● Task description
Rename "broad green leaf" to "large green leaf" in the lines running from the beginning of the lines through the one containing "317 39 L 317", both ends included. Reproduce those lines alone and leave everything else in them as it stands.

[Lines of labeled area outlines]
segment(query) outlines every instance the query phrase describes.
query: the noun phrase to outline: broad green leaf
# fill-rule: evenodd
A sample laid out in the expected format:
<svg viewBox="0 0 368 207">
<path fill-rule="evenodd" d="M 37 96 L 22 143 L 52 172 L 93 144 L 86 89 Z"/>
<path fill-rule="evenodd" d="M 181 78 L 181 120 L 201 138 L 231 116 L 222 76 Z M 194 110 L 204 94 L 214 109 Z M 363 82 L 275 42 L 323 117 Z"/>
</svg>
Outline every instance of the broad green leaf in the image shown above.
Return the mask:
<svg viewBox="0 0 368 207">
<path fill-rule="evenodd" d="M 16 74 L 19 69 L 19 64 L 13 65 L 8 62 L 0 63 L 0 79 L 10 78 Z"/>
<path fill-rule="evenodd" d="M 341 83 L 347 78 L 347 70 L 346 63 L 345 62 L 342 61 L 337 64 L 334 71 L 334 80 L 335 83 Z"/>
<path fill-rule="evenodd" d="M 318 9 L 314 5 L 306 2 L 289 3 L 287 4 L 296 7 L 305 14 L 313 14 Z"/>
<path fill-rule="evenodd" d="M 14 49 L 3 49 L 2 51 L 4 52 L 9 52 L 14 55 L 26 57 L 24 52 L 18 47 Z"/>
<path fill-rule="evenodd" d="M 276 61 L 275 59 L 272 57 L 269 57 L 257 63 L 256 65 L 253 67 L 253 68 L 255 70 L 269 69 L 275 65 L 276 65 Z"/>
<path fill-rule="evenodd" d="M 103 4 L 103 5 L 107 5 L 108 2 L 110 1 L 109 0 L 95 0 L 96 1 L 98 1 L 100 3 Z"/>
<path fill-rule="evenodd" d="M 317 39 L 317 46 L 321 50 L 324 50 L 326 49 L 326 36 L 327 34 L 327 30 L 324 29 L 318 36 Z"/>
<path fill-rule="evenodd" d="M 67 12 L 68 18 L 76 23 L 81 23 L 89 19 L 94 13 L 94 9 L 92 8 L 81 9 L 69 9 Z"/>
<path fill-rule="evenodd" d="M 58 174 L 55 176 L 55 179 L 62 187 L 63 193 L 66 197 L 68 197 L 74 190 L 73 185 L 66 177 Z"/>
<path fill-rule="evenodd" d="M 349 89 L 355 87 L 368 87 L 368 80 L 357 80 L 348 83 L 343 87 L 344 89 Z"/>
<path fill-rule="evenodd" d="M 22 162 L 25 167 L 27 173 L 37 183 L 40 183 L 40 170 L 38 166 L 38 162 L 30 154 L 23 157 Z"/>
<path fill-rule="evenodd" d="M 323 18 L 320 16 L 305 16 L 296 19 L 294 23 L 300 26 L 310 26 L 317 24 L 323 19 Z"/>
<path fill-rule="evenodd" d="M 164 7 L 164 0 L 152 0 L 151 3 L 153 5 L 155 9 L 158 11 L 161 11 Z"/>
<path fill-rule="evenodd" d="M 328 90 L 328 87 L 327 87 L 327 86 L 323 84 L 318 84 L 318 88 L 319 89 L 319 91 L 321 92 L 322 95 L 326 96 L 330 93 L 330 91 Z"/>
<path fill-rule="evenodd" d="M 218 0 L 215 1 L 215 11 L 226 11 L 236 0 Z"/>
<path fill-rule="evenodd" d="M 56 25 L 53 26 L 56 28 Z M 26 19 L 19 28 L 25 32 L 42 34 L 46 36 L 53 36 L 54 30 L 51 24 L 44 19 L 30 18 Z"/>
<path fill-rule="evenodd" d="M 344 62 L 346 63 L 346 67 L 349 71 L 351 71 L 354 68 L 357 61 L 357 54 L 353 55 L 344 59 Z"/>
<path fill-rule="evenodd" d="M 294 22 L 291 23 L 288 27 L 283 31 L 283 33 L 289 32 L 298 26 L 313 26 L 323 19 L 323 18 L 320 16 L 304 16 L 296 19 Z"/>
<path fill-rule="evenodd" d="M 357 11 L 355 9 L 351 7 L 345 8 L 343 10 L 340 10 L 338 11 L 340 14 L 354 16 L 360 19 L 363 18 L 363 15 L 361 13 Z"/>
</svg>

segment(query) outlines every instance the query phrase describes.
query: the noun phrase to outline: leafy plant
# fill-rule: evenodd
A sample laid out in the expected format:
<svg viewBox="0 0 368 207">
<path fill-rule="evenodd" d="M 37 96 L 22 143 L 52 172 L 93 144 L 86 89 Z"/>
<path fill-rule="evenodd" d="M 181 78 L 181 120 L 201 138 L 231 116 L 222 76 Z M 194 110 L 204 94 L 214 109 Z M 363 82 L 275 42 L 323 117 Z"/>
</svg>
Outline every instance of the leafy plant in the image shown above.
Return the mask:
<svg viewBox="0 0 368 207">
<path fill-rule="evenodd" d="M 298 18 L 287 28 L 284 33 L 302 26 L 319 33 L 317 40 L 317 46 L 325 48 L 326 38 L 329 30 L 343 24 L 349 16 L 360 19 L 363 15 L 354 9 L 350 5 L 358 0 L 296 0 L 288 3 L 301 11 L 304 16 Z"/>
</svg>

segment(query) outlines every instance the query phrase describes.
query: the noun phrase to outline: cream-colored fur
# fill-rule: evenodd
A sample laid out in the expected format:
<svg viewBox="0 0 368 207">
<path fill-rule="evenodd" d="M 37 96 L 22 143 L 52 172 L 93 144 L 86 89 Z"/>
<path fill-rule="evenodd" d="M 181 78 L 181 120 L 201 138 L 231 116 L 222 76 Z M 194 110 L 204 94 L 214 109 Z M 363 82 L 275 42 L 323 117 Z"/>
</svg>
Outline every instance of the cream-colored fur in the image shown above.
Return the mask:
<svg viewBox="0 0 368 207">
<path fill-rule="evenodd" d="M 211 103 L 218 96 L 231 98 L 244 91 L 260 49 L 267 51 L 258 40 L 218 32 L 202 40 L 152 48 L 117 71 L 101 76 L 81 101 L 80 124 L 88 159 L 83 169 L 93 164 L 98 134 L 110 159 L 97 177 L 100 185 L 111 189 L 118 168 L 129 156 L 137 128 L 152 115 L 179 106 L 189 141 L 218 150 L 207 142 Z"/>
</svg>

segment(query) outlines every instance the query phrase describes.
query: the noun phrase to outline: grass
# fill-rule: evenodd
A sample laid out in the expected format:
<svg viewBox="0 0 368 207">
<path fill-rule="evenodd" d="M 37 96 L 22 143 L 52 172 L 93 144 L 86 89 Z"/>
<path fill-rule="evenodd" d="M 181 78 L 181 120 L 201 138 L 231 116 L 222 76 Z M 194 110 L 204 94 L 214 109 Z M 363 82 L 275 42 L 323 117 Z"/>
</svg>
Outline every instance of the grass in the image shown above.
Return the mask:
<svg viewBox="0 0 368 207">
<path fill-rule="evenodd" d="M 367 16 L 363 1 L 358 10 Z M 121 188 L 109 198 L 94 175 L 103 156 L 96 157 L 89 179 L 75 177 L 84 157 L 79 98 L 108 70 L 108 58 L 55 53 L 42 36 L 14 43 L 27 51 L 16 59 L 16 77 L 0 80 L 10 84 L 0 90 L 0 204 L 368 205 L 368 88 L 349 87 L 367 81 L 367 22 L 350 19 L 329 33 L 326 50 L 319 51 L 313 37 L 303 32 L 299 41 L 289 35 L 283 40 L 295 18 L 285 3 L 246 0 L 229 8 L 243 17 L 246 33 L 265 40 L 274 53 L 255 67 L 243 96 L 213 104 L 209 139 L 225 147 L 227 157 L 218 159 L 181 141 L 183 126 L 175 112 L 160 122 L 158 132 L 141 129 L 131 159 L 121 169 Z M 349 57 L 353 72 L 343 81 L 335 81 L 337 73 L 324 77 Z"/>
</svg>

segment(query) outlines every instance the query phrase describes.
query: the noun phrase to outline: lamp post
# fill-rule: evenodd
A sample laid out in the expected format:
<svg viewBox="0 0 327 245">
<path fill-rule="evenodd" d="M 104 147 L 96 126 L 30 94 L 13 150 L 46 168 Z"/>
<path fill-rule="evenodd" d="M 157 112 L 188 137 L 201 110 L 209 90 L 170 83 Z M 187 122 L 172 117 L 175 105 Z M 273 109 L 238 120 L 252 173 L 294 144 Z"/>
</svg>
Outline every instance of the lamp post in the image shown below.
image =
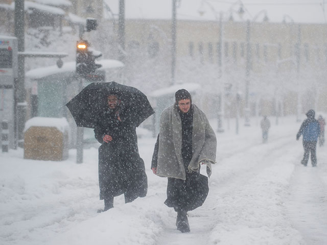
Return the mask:
<svg viewBox="0 0 327 245">
<path fill-rule="evenodd" d="M 263 10 L 259 11 L 252 19 L 246 21 L 246 65 L 245 67 L 245 109 L 244 111 L 244 126 L 250 126 L 250 103 L 249 103 L 249 87 L 250 87 L 250 70 L 251 68 L 251 43 L 250 31 L 251 22 L 254 22 L 259 16 L 262 13 L 265 13 L 264 21 L 268 21 L 269 19 L 267 15 L 267 11 Z"/>
<path fill-rule="evenodd" d="M 212 12 L 214 13 L 215 15 L 215 18 L 216 21 L 219 21 L 219 33 L 218 34 L 218 45 L 219 46 L 218 48 L 219 50 L 218 52 L 218 78 L 219 80 L 220 80 L 220 91 L 219 91 L 219 105 L 218 107 L 218 111 L 217 111 L 217 132 L 218 133 L 222 133 L 224 131 L 222 122 L 222 118 L 224 117 L 224 97 L 225 94 L 224 93 L 224 88 L 223 87 L 223 56 L 222 56 L 222 42 L 223 40 L 223 33 L 224 33 L 224 27 L 223 24 L 223 13 L 222 12 L 220 12 L 219 14 L 217 13 L 217 11 L 213 6 L 213 5 L 210 4 L 206 0 L 202 0 L 201 1 L 201 5 L 200 8 L 198 10 L 198 12 L 201 16 L 202 16 L 205 13 L 205 10 L 203 6 L 203 4 L 206 4 L 210 8 Z M 237 13 L 240 15 L 242 15 L 244 13 L 244 10 L 243 9 L 243 4 L 240 1 L 238 1 L 234 3 L 233 3 L 229 8 L 229 12 L 231 16 L 231 14 L 233 12 L 232 8 L 233 6 L 238 4 L 240 5 L 240 8 L 237 12 Z M 219 15 L 219 17 L 218 17 Z"/>
<path fill-rule="evenodd" d="M 173 0 L 172 10 L 172 70 L 171 84 L 175 83 L 175 72 L 176 67 L 176 0 Z"/>
</svg>

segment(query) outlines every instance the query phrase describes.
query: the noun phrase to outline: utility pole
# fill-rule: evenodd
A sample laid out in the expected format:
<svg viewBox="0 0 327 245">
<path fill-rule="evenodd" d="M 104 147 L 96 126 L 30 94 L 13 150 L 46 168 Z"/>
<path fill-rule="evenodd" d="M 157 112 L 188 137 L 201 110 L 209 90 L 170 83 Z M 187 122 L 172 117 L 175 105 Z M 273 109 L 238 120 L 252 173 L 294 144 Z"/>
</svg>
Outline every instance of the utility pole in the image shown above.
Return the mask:
<svg viewBox="0 0 327 245">
<path fill-rule="evenodd" d="M 24 0 L 15 1 L 15 36 L 18 41 L 18 52 L 24 52 L 25 47 L 25 15 Z M 22 147 L 20 142 L 24 138 L 23 131 L 25 124 L 26 105 L 25 103 L 25 58 L 23 56 L 18 57 L 18 78 L 14 81 L 15 99 L 14 110 L 14 148 L 17 145 Z"/>
<path fill-rule="evenodd" d="M 300 96 L 300 60 L 301 59 L 301 26 L 298 24 L 297 41 L 295 44 L 295 57 L 296 57 L 296 80 L 297 84 L 297 105 L 296 107 L 296 121 L 300 121 L 301 101 Z"/>
<path fill-rule="evenodd" d="M 222 13 L 219 14 L 219 36 L 218 37 L 218 66 L 219 66 L 219 76 L 220 80 L 220 94 L 219 95 L 219 106 L 218 107 L 218 111 L 217 112 L 217 132 L 218 133 L 222 133 L 224 131 L 223 127 L 223 118 L 224 117 L 224 104 L 225 91 L 224 88 L 223 87 L 223 68 L 222 68 L 222 41 L 223 41 L 223 21 L 222 21 Z M 219 87 L 219 86 L 218 86 Z"/>
<path fill-rule="evenodd" d="M 119 44 L 119 60 L 124 62 L 125 60 L 125 0 L 119 0 L 118 42 Z"/>
<path fill-rule="evenodd" d="M 250 43 L 250 20 L 246 21 L 246 66 L 245 68 L 245 111 L 244 126 L 250 126 L 250 108 L 249 102 L 249 87 L 251 64 L 251 44 Z"/>
<path fill-rule="evenodd" d="M 172 16 L 172 85 L 175 83 L 175 72 L 176 67 L 176 0 L 173 1 Z"/>
</svg>

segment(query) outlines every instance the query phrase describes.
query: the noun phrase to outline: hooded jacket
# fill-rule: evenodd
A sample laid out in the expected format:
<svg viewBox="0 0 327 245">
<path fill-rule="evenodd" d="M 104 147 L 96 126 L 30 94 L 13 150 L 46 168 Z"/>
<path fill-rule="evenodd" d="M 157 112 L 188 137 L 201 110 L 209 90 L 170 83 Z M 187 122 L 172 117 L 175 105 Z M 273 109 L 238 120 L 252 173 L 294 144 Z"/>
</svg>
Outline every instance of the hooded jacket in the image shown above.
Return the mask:
<svg viewBox="0 0 327 245">
<path fill-rule="evenodd" d="M 216 162 L 216 135 L 204 113 L 195 105 L 193 106 L 193 156 L 188 169 L 190 172 L 198 171 L 199 164 L 204 162 L 209 176 L 211 164 Z M 181 120 L 175 105 L 162 112 L 159 135 L 157 175 L 184 180 L 185 170 L 181 152 Z"/>
<path fill-rule="evenodd" d="M 306 115 L 308 118 L 302 123 L 296 138 L 298 139 L 302 135 L 303 141 L 316 141 L 320 133 L 320 128 L 318 120 L 315 119 L 315 111 L 309 110 Z"/>
</svg>

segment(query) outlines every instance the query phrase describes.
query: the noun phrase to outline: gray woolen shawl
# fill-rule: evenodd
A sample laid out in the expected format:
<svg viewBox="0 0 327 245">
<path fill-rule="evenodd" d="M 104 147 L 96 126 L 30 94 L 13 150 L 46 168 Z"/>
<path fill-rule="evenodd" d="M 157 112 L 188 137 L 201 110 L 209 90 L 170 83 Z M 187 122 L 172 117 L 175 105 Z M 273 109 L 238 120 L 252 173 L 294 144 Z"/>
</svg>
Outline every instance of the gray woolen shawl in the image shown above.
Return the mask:
<svg viewBox="0 0 327 245">
<path fill-rule="evenodd" d="M 208 176 L 211 163 L 216 162 L 216 134 L 204 113 L 193 104 L 192 158 L 188 169 L 198 171 L 205 162 Z M 160 118 L 159 150 L 157 175 L 164 177 L 185 180 L 185 173 L 182 157 L 182 125 L 175 105 L 165 109 Z"/>
</svg>

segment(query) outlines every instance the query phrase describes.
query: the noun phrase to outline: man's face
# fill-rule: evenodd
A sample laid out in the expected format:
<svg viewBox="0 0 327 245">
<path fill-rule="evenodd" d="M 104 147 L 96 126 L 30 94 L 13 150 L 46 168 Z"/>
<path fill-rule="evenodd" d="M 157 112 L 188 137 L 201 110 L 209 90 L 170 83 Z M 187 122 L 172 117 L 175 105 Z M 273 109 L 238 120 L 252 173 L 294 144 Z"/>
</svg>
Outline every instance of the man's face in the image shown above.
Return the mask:
<svg viewBox="0 0 327 245">
<path fill-rule="evenodd" d="M 107 98 L 108 102 L 108 106 L 109 108 L 113 109 L 116 108 L 118 105 L 118 99 L 116 95 L 113 94 L 109 95 Z"/>
<path fill-rule="evenodd" d="M 179 110 L 182 111 L 182 112 L 186 113 L 190 110 L 190 108 L 191 107 L 191 100 L 189 99 L 180 100 L 178 101 L 178 107 L 179 108 Z"/>
</svg>

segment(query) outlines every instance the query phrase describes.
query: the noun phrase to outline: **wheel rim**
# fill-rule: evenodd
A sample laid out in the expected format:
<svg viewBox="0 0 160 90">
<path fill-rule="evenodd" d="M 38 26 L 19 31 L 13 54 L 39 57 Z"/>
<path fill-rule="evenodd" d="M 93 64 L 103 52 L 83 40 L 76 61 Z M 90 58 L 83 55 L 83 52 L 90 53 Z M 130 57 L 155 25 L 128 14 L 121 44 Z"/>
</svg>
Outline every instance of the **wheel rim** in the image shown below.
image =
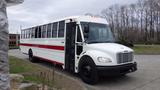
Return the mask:
<svg viewBox="0 0 160 90">
<path fill-rule="evenodd" d="M 82 74 L 85 78 L 91 78 L 92 76 L 92 68 L 89 65 L 85 65 L 82 67 Z"/>
</svg>

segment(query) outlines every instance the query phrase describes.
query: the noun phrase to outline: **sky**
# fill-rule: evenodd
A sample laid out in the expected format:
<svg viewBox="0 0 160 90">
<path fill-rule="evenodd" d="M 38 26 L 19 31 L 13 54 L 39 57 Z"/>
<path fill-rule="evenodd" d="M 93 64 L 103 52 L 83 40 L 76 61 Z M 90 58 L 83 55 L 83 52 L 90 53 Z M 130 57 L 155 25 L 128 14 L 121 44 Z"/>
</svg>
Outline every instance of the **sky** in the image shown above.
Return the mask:
<svg viewBox="0 0 160 90">
<path fill-rule="evenodd" d="M 36 26 L 68 16 L 101 14 L 114 4 L 131 4 L 137 0 L 24 0 L 23 4 L 7 8 L 9 32 Z"/>
</svg>

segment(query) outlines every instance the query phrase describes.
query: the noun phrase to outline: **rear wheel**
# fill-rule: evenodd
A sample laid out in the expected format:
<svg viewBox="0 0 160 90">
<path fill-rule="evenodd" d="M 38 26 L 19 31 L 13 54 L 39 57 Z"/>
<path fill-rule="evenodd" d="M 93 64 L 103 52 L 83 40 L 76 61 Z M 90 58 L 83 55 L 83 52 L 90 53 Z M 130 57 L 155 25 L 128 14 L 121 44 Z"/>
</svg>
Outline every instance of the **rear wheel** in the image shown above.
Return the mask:
<svg viewBox="0 0 160 90">
<path fill-rule="evenodd" d="M 84 57 L 80 62 L 79 74 L 81 79 L 87 84 L 93 85 L 98 82 L 96 65 L 90 57 Z"/>
</svg>

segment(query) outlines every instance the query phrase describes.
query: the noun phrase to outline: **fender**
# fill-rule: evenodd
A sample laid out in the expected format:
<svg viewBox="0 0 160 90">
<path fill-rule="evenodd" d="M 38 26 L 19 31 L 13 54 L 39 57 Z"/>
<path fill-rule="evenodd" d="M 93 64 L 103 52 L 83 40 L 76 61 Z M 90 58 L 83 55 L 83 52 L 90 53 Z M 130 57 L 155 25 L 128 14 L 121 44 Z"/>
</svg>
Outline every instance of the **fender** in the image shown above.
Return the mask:
<svg viewBox="0 0 160 90">
<path fill-rule="evenodd" d="M 114 60 L 112 57 L 110 57 L 109 55 L 107 55 L 106 53 L 102 52 L 102 51 L 97 51 L 97 50 L 87 50 L 85 52 L 83 52 L 79 59 L 76 61 L 75 66 L 78 68 L 79 67 L 79 63 L 82 57 L 84 56 L 89 56 L 90 58 L 92 58 L 93 62 L 96 64 L 96 66 L 106 66 L 106 65 L 114 65 L 116 62 L 112 62 L 112 63 L 100 63 L 98 62 L 97 58 L 98 57 L 106 57 L 106 58 L 110 58 L 111 60 Z M 78 72 L 78 69 L 76 69 L 76 72 Z"/>
</svg>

● Output below
segment(query) outlines every instance the query phrase describes.
query: the noun phrase to outline: large green leaf
# fill-rule: evenodd
A sample laid out in the expected format:
<svg viewBox="0 0 368 207">
<path fill-rule="evenodd" d="M 37 96 L 22 143 L 52 172 L 93 144 L 86 89 Z"/>
<path fill-rule="evenodd" d="M 181 78 L 181 120 L 201 138 L 231 116 L 222 76 Z M 194 110 L 204 94 L 214 109 Z M 363 82 L 275 42 L 323 117 Z"/>
</svg>
Outline every instance of the large green leaf in the image shown above.
Return the mask:
<svg viewBox="0 0 368 207">
<path fill-rule="evenodd" d="M 16 74 L 19 69 L 19 64 L 13 65 L 8 62 L 0 63 L 0 79 L 10 78 Z"/>
<path fill-rule="evenodd" d="M 341 83 L 347 78 L 347 70 L 346 63 L 345 62 L 342 61 L 337 64 L 334 71 L 334 80 L 335 83 Z"/>
<path fill-rule="evenodd" d="M 318 9 L 314 5 L 306 2 L 289 3 L 287 4 L 296 7 L 305 14 L 313 14 Z"/>
<path fill-rule="evenodd" d="M 14 49 L 3 49 L 2 51 L 4 52 L 9 52 L 14 55 L 26 57 L 24 52 L 18 47 Z"/>
<path fill-rule="evenodd" d="M 276 61 L 275 59 L 272 57 L 269 57 L 257 63 L 256 65 L 253 67 L 253 68 L 255 70 L 269 69 L 275 65 L 276 65 Z"/>
<path fill-rule="evenodd" d="M 103 4 L 103 5 L 107 5 L 108 2 L 110 1 L 109 0 L 95 0 L 96 1 L 98 1 L 100 3 Z"/>
<path fill-rule="evenodd" d="M 317 39 L 317 46 L 321 50 L 324 50 L 326 49 L 326 36 L 327 34 L 327 30 L 324 29 L 318 36 Z"/>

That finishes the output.